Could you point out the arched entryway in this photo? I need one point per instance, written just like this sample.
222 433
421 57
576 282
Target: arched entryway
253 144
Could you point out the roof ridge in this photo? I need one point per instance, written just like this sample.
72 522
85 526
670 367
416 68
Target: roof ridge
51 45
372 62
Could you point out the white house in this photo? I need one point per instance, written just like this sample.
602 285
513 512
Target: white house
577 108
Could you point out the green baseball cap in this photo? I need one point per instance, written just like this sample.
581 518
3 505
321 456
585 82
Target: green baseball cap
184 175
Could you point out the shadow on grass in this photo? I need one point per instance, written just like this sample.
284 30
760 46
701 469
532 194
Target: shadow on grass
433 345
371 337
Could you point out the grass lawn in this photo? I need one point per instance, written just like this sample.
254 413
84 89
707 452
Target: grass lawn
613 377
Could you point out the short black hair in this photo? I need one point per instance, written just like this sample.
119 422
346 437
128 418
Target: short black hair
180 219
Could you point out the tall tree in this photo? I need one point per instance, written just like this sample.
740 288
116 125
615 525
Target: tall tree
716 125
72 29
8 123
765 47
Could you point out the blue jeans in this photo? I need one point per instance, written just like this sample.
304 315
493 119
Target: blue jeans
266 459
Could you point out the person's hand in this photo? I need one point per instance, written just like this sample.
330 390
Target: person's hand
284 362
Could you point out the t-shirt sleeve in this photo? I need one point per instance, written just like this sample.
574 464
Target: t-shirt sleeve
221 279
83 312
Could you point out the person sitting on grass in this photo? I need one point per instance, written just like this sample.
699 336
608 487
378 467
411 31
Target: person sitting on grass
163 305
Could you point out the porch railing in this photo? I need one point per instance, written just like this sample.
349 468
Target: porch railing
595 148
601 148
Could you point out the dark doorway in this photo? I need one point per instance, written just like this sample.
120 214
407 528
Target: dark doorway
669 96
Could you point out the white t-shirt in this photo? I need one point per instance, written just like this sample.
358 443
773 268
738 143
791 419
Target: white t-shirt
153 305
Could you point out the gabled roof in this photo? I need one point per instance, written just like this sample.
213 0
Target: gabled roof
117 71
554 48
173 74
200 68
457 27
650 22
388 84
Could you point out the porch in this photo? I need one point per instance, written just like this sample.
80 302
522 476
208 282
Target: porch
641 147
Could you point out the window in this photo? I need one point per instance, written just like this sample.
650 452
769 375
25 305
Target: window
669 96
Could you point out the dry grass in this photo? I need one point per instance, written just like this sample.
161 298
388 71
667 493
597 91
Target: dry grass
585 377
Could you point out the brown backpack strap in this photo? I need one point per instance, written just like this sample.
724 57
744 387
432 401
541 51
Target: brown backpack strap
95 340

---*---

Return the material in full, exactly as shown.

Could you point out the arched entryway in this photo? I need one point per instance, written just like this sample.
222 433
421 57
576 282
Target: arched entryway
253 144
Could you point out the roof ridge in this photo? I need one point per instance, written just like this sample.
72 522
85 526
670 367
416 68
Target: roof ridge
51 45
372 62
Could you point out the white house in this photo? I need one point per instance, written just like this sample.
602 285
513 512
Target: white house
577 108
Could you point out the green baseball cap in this photo? I need one point per instance, written just like this sample.
581 518
3 505
321 456
585 82
Target: green baseball cap
184 175
Could you point out the shadow on grass in this photo? I need one point per instance, written just like this sample.
284 30
760 46
701 469
532 194
Target: shadow on grass
433 345
371 337
Could you point out the grass lawn in this photo? I need one point per instance, written just like this sample.
254 413
84 89
707 452
Target: grass lawn
613 377
Could you point out the short black hair in this photo? I need one point per instance, written just like this sample.
119 422
346 437
128 418
Target: short black hair
180 219
Could you point out the tall tree in this photo? I need one point per instance, written just like this sample.
740 288
116 125
615 525
Target: tall tree
716 125
72 29
8 123
765 47
Could you point out the blue jeans in this photo? I need one point per instance, written just like this sample.
304 315
493 119
Target: blue jeans
266 459
Could you point out the person's hand in this photo? I need one point per instance, written just like this sample.
330 390
Target: person's hand
284 362
Could you point out the t-shirt sleeve in this photo? I need one point per instance, written just like this sample.
574 464
Target: t-shirt sleeve
221 279
83 312
Could you point out the person sitting on grass in this photo? I need one point per instance, written just like this sample.
699 336
608 487
378 467
411 31
Target: person sitting on grass
163 305
Could you point out the porch railing in this photo? I need one point per instance, written just like this sample.
349 468
Target: porch railing
595 148
601 148
Could you point out the dark doorway in this photo? I need one point per instance, written just like this sample.
120 214
407 528
Target: dark doorway
669 96
Could you point out the white t-shirt in this photo? I need one point per instance, written just like this sample.
358 443
773 268
738 143
791 419
Target: white t-shirt
153 305
Could you point out the gabled roof in this photo? I need one point per instance, written just like this sample.
213 0
Target: gabled roof
117 71
554 48
173 74
200 68
457 27
650 22
388 84
Could you point out the porch in this photo? I need one point per instance, written just like this sample.
80 302
522 476
208 282
Target: porch
641 147
Could you point out the window in this photo? I need one point per instance, written just like this sample.
650 452
769 375
25 305
Target: window
669 96
Could you point out the dry grass in this photo? I need one point per instance, written just like this sample.
161 298
388 71
667 493
597 91
Target: dry grass
585 377
Could you point out the brown backpack strap in this photo? I need one point per instance, written just like this sample.
724 57
744 387
432 401
541 51
Target: brown backpack strap
95 340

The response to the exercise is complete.